Set down every item below word for word, leaving out the pictures.

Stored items
────────────────────
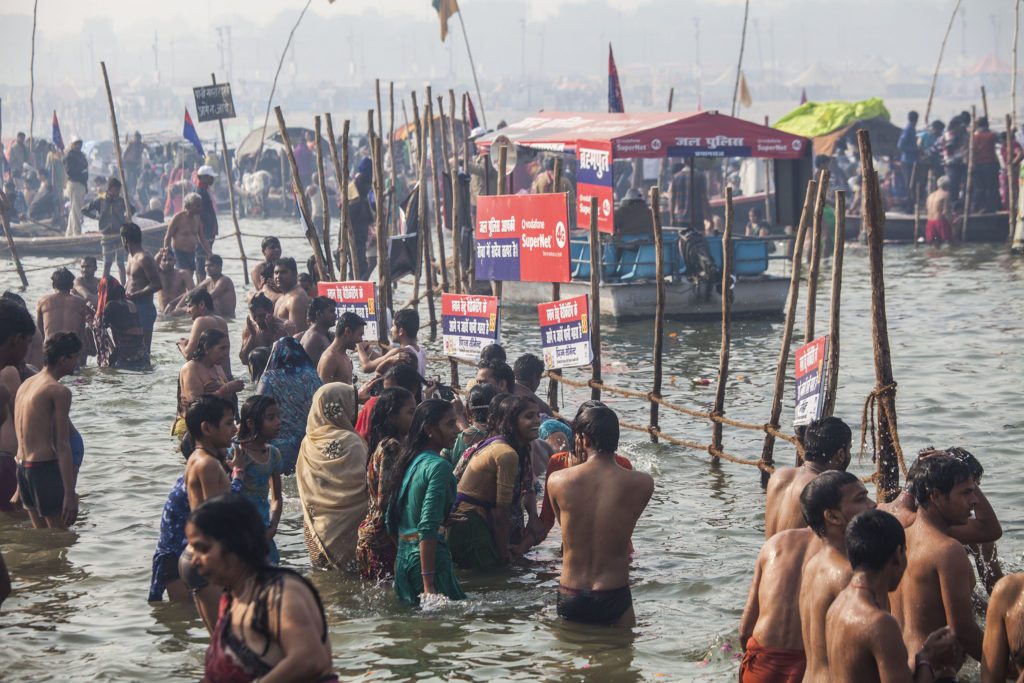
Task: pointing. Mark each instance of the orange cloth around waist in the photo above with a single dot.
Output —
(771, 665)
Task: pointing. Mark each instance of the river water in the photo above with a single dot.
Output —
(955, 322)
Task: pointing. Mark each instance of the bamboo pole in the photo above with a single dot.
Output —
(655, 214)
(117, 146)
(970, 172)
(815, 264)
(230, 194)
(324, 199)
(938, 62)
(383, 269)
(832, 384)
(873, 216)
(10, 244)
(791, 314)
(457, 217)
(301, 195)
(723, 364)
(595, 296)
(435, 168)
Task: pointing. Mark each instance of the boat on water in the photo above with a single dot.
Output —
(36, 241)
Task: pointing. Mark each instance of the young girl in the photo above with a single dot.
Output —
(258, 464)
(389, 422)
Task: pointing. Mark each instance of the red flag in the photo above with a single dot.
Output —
(614, 92)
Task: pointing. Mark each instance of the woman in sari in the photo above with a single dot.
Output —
(389, 424)
(423, 570)
(331, 474)
(290, 379)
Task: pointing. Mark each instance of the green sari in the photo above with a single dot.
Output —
(424, 501)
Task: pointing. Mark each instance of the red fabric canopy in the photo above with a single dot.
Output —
(653, 135)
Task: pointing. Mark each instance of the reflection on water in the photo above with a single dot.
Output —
(955, 318)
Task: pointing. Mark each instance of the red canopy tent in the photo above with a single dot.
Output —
(653, 135)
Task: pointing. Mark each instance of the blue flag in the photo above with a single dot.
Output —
(190, 134)
(614, 92)
(57, 138)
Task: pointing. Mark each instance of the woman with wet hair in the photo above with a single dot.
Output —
(271, 623)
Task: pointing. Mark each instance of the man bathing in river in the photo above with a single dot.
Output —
(829, 502)
(45, 470)
(597, 505)
(826, 446)
(863, 640)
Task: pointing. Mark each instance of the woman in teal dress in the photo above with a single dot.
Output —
(421, 507)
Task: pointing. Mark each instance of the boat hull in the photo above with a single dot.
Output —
(762, 296)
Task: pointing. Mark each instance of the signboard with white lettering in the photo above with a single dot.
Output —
(811, 361)
(214, 101)
(522, 238)
(565, 333)
(468, 324)
(355, 297)
(594, 179)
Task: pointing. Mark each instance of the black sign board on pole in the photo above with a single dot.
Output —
(214, 101)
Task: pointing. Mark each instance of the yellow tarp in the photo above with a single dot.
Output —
(814, 119)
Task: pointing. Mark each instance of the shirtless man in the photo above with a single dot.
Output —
(597, 505)
(61, 311)
(939, 226)
(1003, 648)
(335, 366)
(979, 535)
(294, 302)
(323, 314)
(220, 287)
(262, 328)
(939, 583)
(863, 641)
(143, 280)
(211, 423)
(200, 306)
(45, 469)
(174, 284)
(829, 502)
(271, 252)
(826, 446)
(184, 232)
(769, 630)
(87, 285)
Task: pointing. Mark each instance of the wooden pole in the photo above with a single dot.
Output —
(457, 216)
(342, 178)
(324, 199)
(832, 384)
(10, 244)
(435, 152)
(815, 264)
(970, 172)
(301, 195)
(595, 298)
(383, 269)
(723, 364)
(938, 62)
(791, 314)
(502, 177)
(117, 145)
(230, 194)
(655, 214)
(873, 217)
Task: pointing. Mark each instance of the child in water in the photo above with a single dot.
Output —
(257, 464)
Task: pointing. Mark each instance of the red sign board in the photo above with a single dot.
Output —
(594, 179)
(522, 238)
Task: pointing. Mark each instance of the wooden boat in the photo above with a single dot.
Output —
(981, 227)
(40, 242)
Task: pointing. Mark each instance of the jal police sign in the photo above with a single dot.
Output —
(214, 101)
(522, 238)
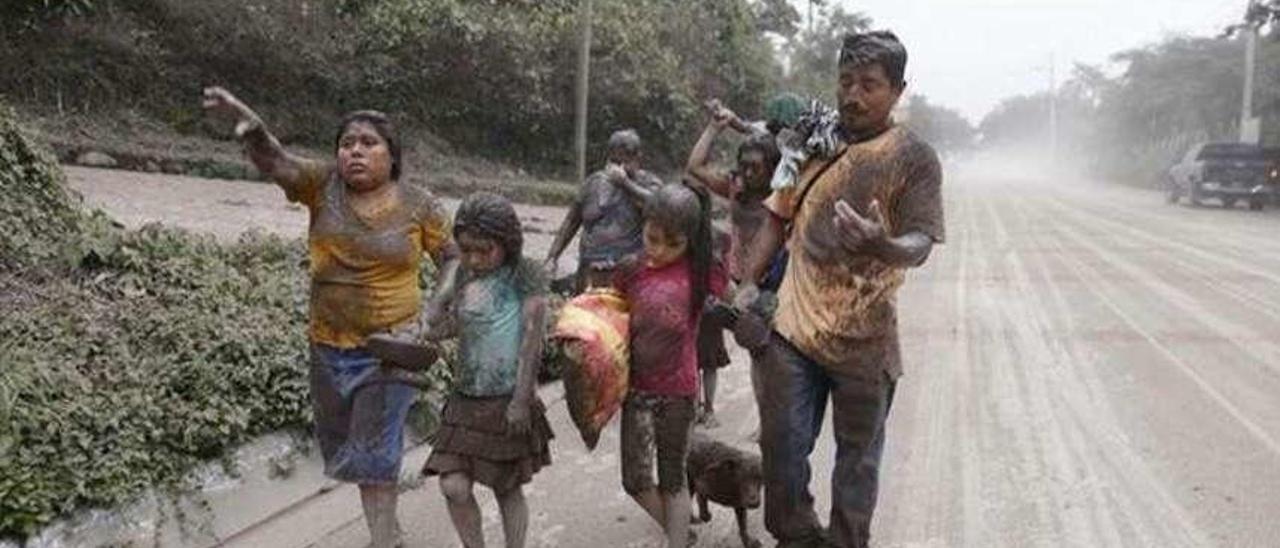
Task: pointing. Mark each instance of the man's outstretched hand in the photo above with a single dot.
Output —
(856, 231)
(222, 103)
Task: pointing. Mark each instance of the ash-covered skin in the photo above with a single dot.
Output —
(608, 209)
(858, 222)
(746, 186)
(490, 241)
(499, 311)
(727, 476)
(366, 242)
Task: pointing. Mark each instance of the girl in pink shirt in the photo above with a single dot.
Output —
(666, 287)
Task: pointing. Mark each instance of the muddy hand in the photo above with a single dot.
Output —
(517, 418)
(219, 101)
(856, 231)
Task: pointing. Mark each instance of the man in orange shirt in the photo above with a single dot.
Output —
(854, 223)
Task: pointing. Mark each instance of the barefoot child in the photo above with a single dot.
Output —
(493, 428)
(745, 188)
(666, 290)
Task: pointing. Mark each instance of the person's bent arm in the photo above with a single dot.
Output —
(533, 315)
(764, 246)
(568, 228)
(446, 288)
(264, 150)
(618, 177)
(699, 165)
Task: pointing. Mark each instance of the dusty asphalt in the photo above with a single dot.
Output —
(1086, 366)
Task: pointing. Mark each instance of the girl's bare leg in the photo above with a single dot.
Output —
(650, 501)
(464, 508)
(379, 502)
(515, 516)
(676, 506)
(708, 415)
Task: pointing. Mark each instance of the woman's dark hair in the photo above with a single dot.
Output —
(489, 215)
(383, 126)
(880, 48)
(686, 210)
(766, 144)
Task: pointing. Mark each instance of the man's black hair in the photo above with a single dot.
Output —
(882, 48)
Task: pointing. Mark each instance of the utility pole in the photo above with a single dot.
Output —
(1052, 109)
(584, 67)
(1248, 124)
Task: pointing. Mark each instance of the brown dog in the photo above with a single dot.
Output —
(727, 476)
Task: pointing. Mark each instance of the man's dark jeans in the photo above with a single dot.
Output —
(791, 392)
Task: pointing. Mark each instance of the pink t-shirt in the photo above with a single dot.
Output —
(663, 329)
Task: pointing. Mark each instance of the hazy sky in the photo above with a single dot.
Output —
(969, 54)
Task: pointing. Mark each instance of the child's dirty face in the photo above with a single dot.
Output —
(662, 246)
(479, 254)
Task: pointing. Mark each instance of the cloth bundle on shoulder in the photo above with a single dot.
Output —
(593, 329)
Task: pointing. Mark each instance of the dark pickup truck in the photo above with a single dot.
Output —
(1229, 172)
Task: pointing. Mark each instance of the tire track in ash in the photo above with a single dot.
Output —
(1127, 502)
(1228, 283)
(919, 493)
(1212, 456)
(1055, 456)
(1257, 384)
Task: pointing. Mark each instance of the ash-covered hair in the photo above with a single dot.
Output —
(488, 215)
(688, 210)
(766, 144)
(384, 128)
(880, 48)
(625, 141)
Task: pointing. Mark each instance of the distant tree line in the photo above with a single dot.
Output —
(492, 77)
(1132, 124)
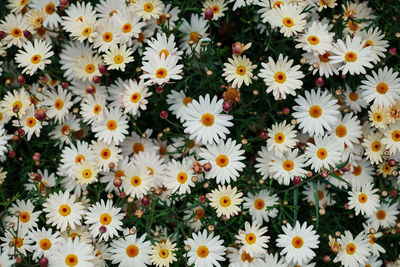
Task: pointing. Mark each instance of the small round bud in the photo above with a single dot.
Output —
(163, 114)
(21, 80)
(208, 13)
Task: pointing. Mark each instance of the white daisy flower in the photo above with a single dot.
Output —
(226, 200)
(62, 210)
(253, 239)
(383, 88)
(239, 69)
(297, 242)
(204, 121)
(281, 77)
(316, 112)
(225, 158)
(104, 220)
(34, 56)
(325, 153)
(364, 200)
(205, 250)
(354, 56)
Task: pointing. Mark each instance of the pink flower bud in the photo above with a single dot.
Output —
(208, 13)
(164, 114)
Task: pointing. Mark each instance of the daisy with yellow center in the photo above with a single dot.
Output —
(225, 158)
(226, 200)
(205, 249)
────────────────────
Answer to the exercise:
Task: pointing. Mark each instance of the orange cloth around waist in the photo above with a single dot.
Output —
(771, 665)
Task: pointing. Mark each instance of the river water in the photo above with a single dot.
Output —
(955, 322)
Task: pointing. Mark each instance of the bamboo pole in the photo above with a single dot.
Output —
(655, 214)
(117, 146)
(970, 172)
(815, 264)
(230, 194)
(324, 199)
(938, 62)
(383, 269)
(832, 384)
(873, 216)
(10, 244)
(791, 314)
(457, 217)
(301, 195)
(723, 364)
(595, 296)
(435, 168)
Task: pointing. Mark each instance of the boat on water in the photo above with a single dot.
Output —
(36, 241)
Task: pointing. Mark each instance of the young girl in the photo above with a single dot.
Output —
(258, 464)
(389, 422)
Task: pointing. Mark each instance of the red flag in the photo above with a single dot.
Output —
(614, 92)
Task: pointing. Mark each instance of the woman in sari in the photo above with a single dot.
Output —
(389, 424)
(423, 570)
(331, 474)
(290, 379)
Task: pointing. Mark each instance of the green sari in the photo above with a single dot.
Output —
(424, 501)
Task: pointing. Mark each instance of the red fabric canopy in the photo above with a single dot.
Output —
(653, 135)
Task: pointing. Mark each instance of the reflection on water in the photo above with a single dot.
Output —
(955, 318)
Task: pointing. Mark each instance of the red canopy tent in the photo above with a single dot.
Output —
(653, 135)
Task: pointing. Mark each instance of the blue flag in the photo above with a single dot.
Output —
(190, 134)
(614, 92)
(57, 138)
Task: pointing. Mark each instance of the woman with wet hair in the photo above with a single dot.
Output —
(271, 623)
Task: pointing. Mark each instance of the man bathing in river in the photo above with a single dot.
Output —
(829, 502)
(45, 470)
(597, 505)
(826, 446)
(863, 640)
Task: pointing. Mark each instance of the woman in teal dress in the photo above with a single dot.
Output —
(421, 507)
Task: pointing. Mark each instance of the boat hull in the photo above with a single dot.
Output —
(762, 296)
Task: pointing. Mark each instance of the signboard with white lettering in the photo above with a single dot.
Output —
(811, 361)
(214, 101)
(522, 238)
(565, 333)
(468, 324)
(355, 297)
(594, 179)
Task: pointing. Mark each instance of the black sign board on pole in the photo above with a single dot.
Output —
(214, 101)
Task: pointing. Mark each instance of the yellow tarp in the photo above with a single dot.
Output —
(814, 119)
Task: pointing. Mark each instance of the shirtless man in the photo above with a single dot.
Output —
(597, 505)
(61, 311)
(939, 226)
(1003, 648)
(335, 366)
(979, 535)
(294, 302)
(323, 314)
(220, 287)
(262, 328)
(939, 583)
(863, 641)
(143, 280)
(211, 423)
(200, 306)
(45, 469)
(174, 284)
(829, 502)
(271, 252)
(826, 446)
(184, 232)
(769, 630)
(87, 285)
Task: pointing. Mark each instance of the wooden pole in the photo above with a single dot.
Output —
(457, 216)
(342, 178)
(324, 199)
(832, 384)
(10, 244)
(435, 152)
(815, 264)
(970, 172)
(301, 195)
(595, 298)
(383, 269)
(723, 364)
(938, 62)
(791, 314)
(502, 177)
(117, 145)
(230, 194)
(655, 214)
(873, 217)
Task: pointing. Mark each instance of the child in water in the photo above with a single dot.
Output —
(257, 464)
Task: pointing. Mark each instance of the red sign board in the photo above with a single dot.
Output —
(594, 179)
(522, 238)
Task: pointing. Mark each instance of the wooden boat in the photo above with a single dot.
Output —
(981, 227)
(40, 242)
Task: pointing. Mark each instance of the jal police sign in the photo above with a single dot.
Output —
(214, 101)
(522, 238)
Task: pointing. Mark each instance of the man's outstretched hand in the photo above with a single dot.
Output —
(856, 231)
(222, 103)
Task: pointing. Mark each instance of the ash-covered skin in the photo above with a single dot.
Output —
(608, 209)
(858, 222)
(746, 186)
(490, 241)
(499, 311)
(727, 476)
(366, 242)
Task: pointing. Mark each instance of the girl in pink shirt in the photo above with a single dot.
Output —
(666, 287)
Task: pointing. Mark each instance of the muddy hand in the photo above with a single dot.
Output —
(517, 418)
(219, 101)
(856, 231)
Task: pointing. Mark each instance of the man in orange shirt in the photo above with a single dot.
Output —
(854, 223)
Task: pointing. Mark each instance of the barefoot child in the photo above with a single dot.
Output —
(493, 428)
(745, 188)
(666, 290)
Task: pointing. Mark each instance of the person's bent arm in the photo above with a single dot.
Output —
(533, 315)
(764, 246)
(568, 228)
(446, 288)
(264, 150)
(618, 177)
(699, 165)
Task: pointing. Mark each instance of the dusty asphalt in the photo above with a single dot.
Output —
(1086, 366)
Task: pointing. Mark each instance of the girl's bare leg in the photo above with a single dot.
Output —
(650, 501)
(464, 508)
(379, 502)
(515, 516)
(676, 506)
(708, 415)
Task: pointing. Mark each instance of the woman's dark hair in the photo above with a single dot.
Output —
(489, 215)
(383, 126)
(880, 48)
(686, 210)
(766, 144)
Task: pointing. Mark each instance of the man's black hair in the photo above with a single dot.
Output —
(882, 48)
Task: pointing. Mark each instance of the utility pole in the photo above with a single dot.
Output —
(1052, 109)
(584, 67)
(1248, 124)
Task: pointing. Mark each instance of the brown dog in the photo above with a single dot.
Output —
(727, 476)
Task: pointing. Mark each instance of the man's dark jeans in the photo above with a single dot.
Output —
(791, 392)
Task: pointing. Mark each instance of the pink t-shirt in the photo above with a single dot.
Output —
(663, 329)
Task: pointing. Mark each instance of the hazy sky in the photo above with a single dot.
Output —
(969, 54)
Task: pointing. Mark each instance of the child's dirty face in the photo above with a single dot.
Output —
(662, 246)
(479, 254)
Task: pointing. Mark each instance of the cloth bundle on shoulder in the photo above with a single dot.
Output —
(593, 329)
Task: pointing. Mark each instance of the dark pickup truck in the photo above with a single dot.
Output —
(1229, 172)
Task: pointing. Mark each instance of the tire track in ash in the photo above with a single dot.
Output —
(1127, 502)
(1228, 283)
(919, 493)
(1212, 456)
(1055, 456)
(1257, 384)
Task: pointing. Mark each instance of the ash-covered hair in the photo above with a single dot.
Output —
(488, 215)
(688, 210)
(766, 144)
(384, 128)
(880, 48)
(625, 141)
Task: pointing. Mark each instance of the distant tree line in the photo above with a single dot.
Output —
(492, 77)
(1132, 124)
Task: pointing. Mark each instance of the small round bud in the photo above with a single dot.
Output —
(163, 114)
(21, 80)
(208, 13)
Task: pointing. Mark each instance of the white daisy flower in the photo above with a single dot.
Output —
(226, 200)
(62, 210)
(253, 239)
(383, 88)
(239, 69)
(297, 242)
(204, 121)
(281, 77)
(316, 112)
(225, 158)
(104, 220)
(34, 56)
(325, 153)
(364, 200)
(205, 250)
(354, 56)
Task: pointing. Mark each instance of the pink flower bud in the photo above with a single dot.
Output —
(208, 13)
(164, 114)
Task: pointing. Mark each instance of the daisy with yellow center in the photo above with a single dot.
Output —
(225, 158)
(226, 200)
(205, 249)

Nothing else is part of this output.